DIRECTIVE 1:
In the opioid crisis passage below, why is Vancouver's Insite held up as an example? Answer in one to three sentences.

SUPPLIED TEXT:

Further, a synthetic version of opioids, fentanyl, is aiding in the crisis across city streets of the United States. Fentanyl is known to be 80-100 times stronger than opioids, and just last month Federal Officials discovered more than 254 pounds of the drug hidden in the floor compartments of a truck loaded with cucumbers attempting to cross the Southern border. In addition, the truck also contained 395 pounds of methamphetamine.

The bust was the largest in US history and was enough fentaynl to kill over 115 million people. On the streets many drug users do not know that they are in fact purchasing the synthetic version, which has also lead to a drastic increase in overdose deaths.

As the crisis rages on and officials are running out of options to stop drugs from pouring in, the idea of a legal injection site, isn’t too far fetched.

Vancouver, home of Canada’s drug epidemic, has operated a legal injection site called Insite for nearly 16 years. The center has helped in successfully bringing down the number of overdose deaths in Vancouver and serves as an example to help addicts safely carry out their addiction.

However, the idea of such was once dismissed as radical and outlandish, but at this time, officials are continually running into legal obstacles and objections, all while the body count keeps stacking higher.

Philadelphia, one of the many cities hit hardest by the epidemic experienced 1,100 overdose deaths last year, all while housing one of the most active heroin markets in the country.

“All of these [facilities] have had a similar result: they’ve lowered the number of overdoses associated with the immediate area,” said Jose Benitez, a co-founder of Safehouse and executive director of Prevention Point, a needle exchange program. “We see the same thing happening in Philadelphia.”

While the idea does pose a serious risk and actually doesn’t thwart the drug epidemic, it does offer relief to those who are currently battling addiction.

DATA FOR THIS EXERCISE:
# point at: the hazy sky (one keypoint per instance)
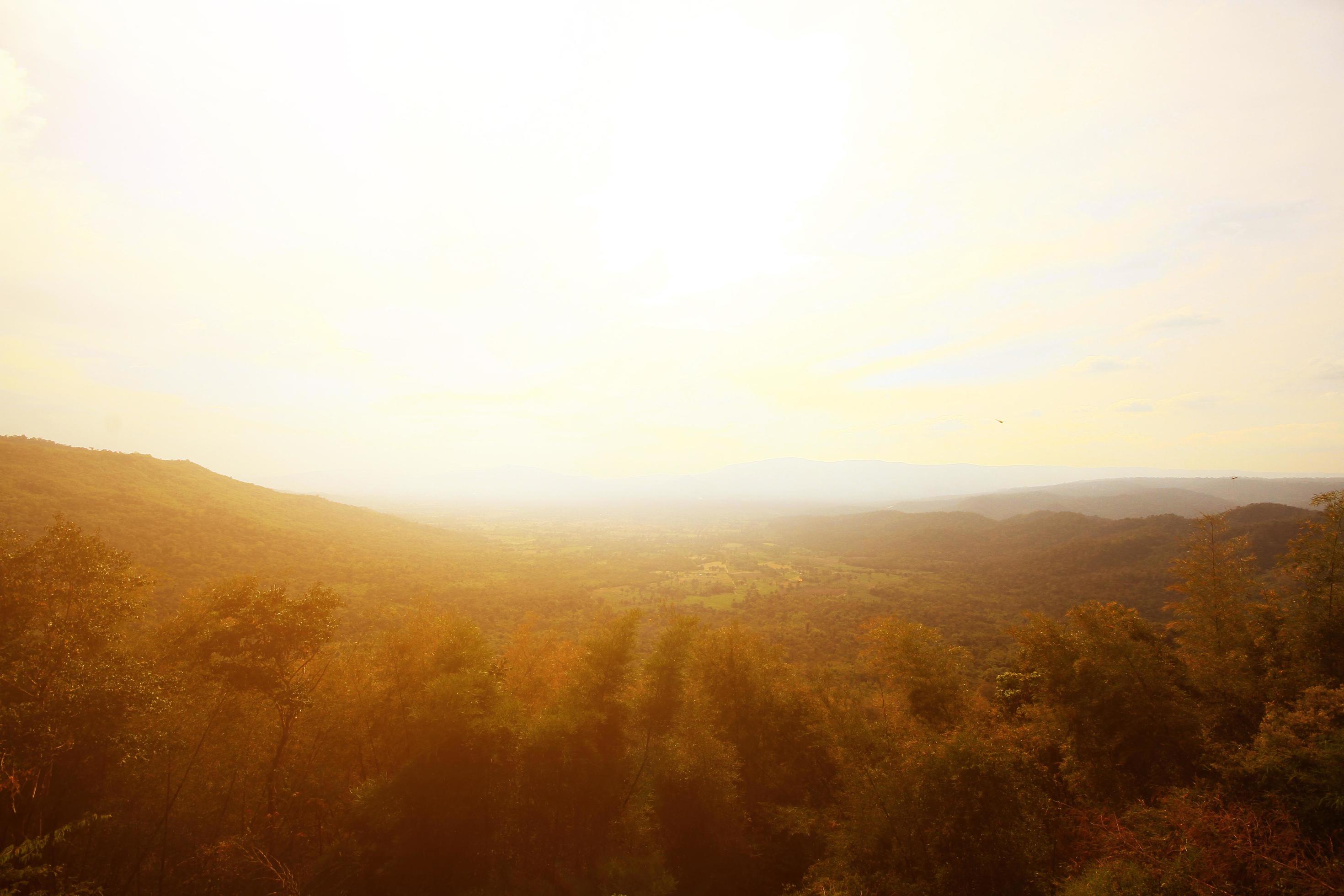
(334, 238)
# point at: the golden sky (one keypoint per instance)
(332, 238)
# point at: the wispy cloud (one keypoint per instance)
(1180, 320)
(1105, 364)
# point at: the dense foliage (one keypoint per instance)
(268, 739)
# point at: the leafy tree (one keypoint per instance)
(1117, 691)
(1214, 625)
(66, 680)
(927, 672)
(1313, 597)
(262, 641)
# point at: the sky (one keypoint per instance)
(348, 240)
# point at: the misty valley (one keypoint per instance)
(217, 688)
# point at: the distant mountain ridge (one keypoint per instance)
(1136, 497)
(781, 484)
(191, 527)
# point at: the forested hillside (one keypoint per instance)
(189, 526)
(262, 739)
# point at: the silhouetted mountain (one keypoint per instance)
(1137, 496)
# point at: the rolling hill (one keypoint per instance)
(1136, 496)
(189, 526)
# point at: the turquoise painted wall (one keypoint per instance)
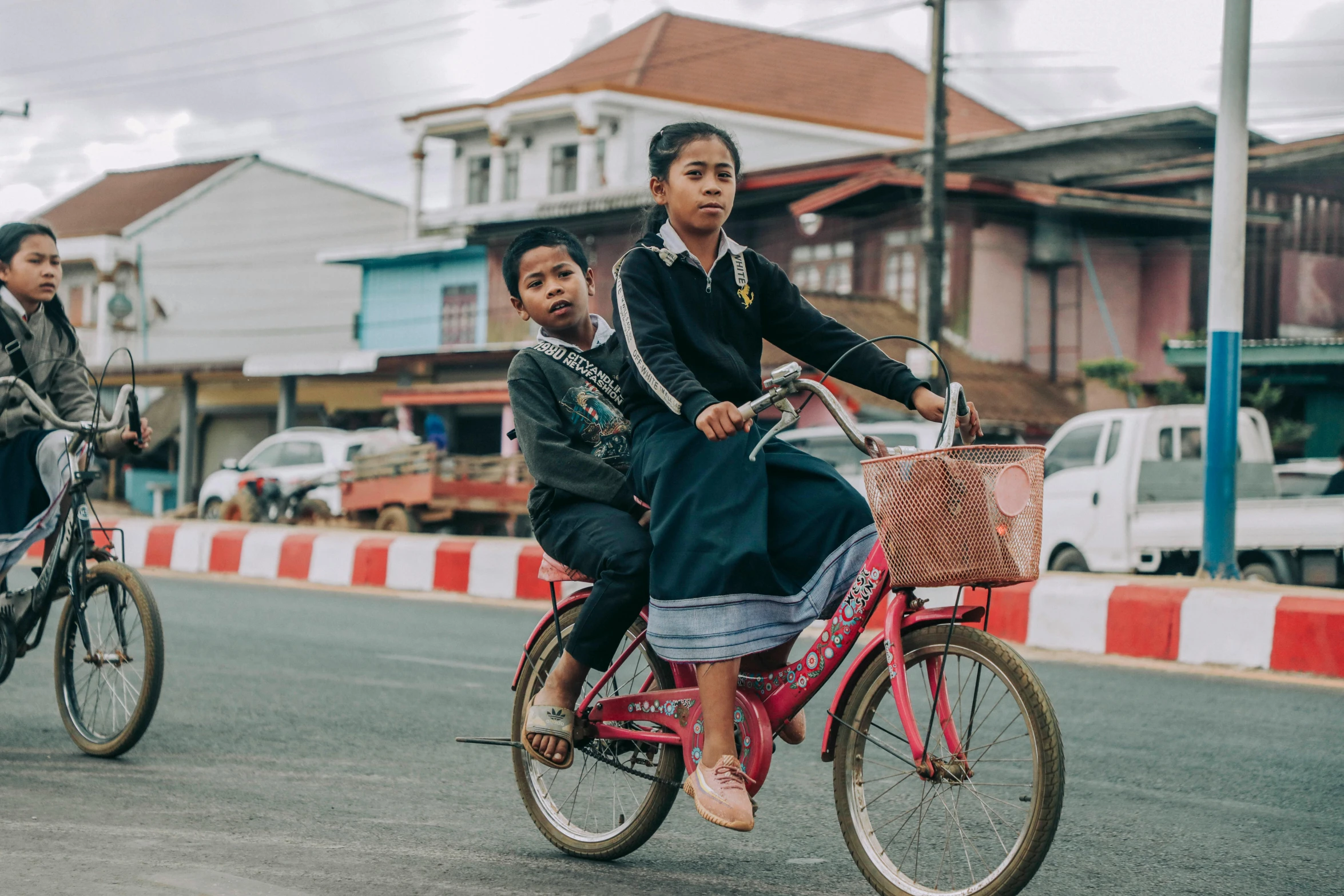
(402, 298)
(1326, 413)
---
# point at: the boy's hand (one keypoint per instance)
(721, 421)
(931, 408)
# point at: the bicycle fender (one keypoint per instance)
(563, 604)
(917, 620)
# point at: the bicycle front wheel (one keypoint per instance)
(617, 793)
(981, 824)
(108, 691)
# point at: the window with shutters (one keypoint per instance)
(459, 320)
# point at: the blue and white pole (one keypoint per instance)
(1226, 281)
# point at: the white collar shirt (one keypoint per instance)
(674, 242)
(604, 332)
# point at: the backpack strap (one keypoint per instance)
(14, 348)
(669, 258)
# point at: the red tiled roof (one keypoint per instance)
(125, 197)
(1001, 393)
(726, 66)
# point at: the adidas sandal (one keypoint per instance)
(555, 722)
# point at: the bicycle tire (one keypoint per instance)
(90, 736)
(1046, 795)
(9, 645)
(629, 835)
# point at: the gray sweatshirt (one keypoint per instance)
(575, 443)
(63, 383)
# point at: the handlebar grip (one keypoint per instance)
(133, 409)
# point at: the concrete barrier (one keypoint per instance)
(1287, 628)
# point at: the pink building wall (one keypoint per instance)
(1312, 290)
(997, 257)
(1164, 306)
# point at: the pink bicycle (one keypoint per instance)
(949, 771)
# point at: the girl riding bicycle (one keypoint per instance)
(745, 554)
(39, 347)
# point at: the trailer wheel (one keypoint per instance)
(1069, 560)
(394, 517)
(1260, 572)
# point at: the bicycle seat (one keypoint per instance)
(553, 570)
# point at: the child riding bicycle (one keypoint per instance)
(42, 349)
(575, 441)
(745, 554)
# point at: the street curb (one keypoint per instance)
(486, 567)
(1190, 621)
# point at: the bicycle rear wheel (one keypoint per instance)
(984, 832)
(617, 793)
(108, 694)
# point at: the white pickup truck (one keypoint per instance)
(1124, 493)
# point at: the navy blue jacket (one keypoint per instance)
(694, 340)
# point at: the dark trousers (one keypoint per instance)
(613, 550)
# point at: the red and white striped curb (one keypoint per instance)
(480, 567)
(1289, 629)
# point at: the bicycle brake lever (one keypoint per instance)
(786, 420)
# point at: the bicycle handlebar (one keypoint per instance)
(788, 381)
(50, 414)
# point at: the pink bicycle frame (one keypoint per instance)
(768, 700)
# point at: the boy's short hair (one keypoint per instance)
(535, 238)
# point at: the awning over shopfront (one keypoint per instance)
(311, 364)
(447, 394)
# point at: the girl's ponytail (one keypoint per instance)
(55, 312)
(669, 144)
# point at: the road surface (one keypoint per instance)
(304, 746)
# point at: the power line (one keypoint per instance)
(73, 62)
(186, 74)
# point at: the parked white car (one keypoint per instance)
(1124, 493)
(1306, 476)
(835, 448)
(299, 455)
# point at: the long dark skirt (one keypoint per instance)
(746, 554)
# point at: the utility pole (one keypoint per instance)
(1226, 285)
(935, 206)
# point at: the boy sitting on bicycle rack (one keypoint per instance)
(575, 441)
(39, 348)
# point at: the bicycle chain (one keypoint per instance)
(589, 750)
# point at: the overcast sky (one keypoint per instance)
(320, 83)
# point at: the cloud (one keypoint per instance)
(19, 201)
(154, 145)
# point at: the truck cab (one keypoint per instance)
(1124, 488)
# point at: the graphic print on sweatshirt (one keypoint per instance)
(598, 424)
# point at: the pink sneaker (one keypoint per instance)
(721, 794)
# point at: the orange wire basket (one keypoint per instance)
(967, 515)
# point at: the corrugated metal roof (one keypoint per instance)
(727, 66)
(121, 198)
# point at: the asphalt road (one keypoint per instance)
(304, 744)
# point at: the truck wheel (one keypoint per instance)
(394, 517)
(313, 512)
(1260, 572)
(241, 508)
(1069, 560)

DIRECTIVE 2:
Output the part of the listing that opens with the line containing "# point at: the misty" and closes with the line containing "(1326, 413)" as a Markdown table with the columns Row and Line. Leave the pictures out.

WORKED SOLUTION 1:
Insite has been a legal injection site in Vancouver for nearly 16 years. It has helped bring down the number of overdose deaths there. It serves as an example of helping addicts carry out their addiction safely.

WORKED SOLUTION 2:
| Row | Line |
|---|---|
| 1 | # point at: the misty valley (one keypoint per instance) |
| 2 | (217, 688) |
| 3 | # point at: the distant mountain ridge (one keypoint per instance) |
| 4 | (1136, 497) |
| 5 | (781, 484) |
| 6 | (191, 527) |
| 7 | # point at: the forested hillside (one keypoint per instance) |
| 8 | (189, 526) |
| 9 | (262, 739) |
| 10 | # point at: the silhouetted mountain (one keypoint per instance) |
| 11 | (1137, 496) |
| 12 | # point at: the rolling hill (one keypoint per instance) |
| 13 | (1136, 496) |
| 14 | (189, 526) |
| 15 | # point at: the turquoise painted wall (one keypoint per instance) |
| 16 | (402, 298) |
| 17 | (1326, 413) |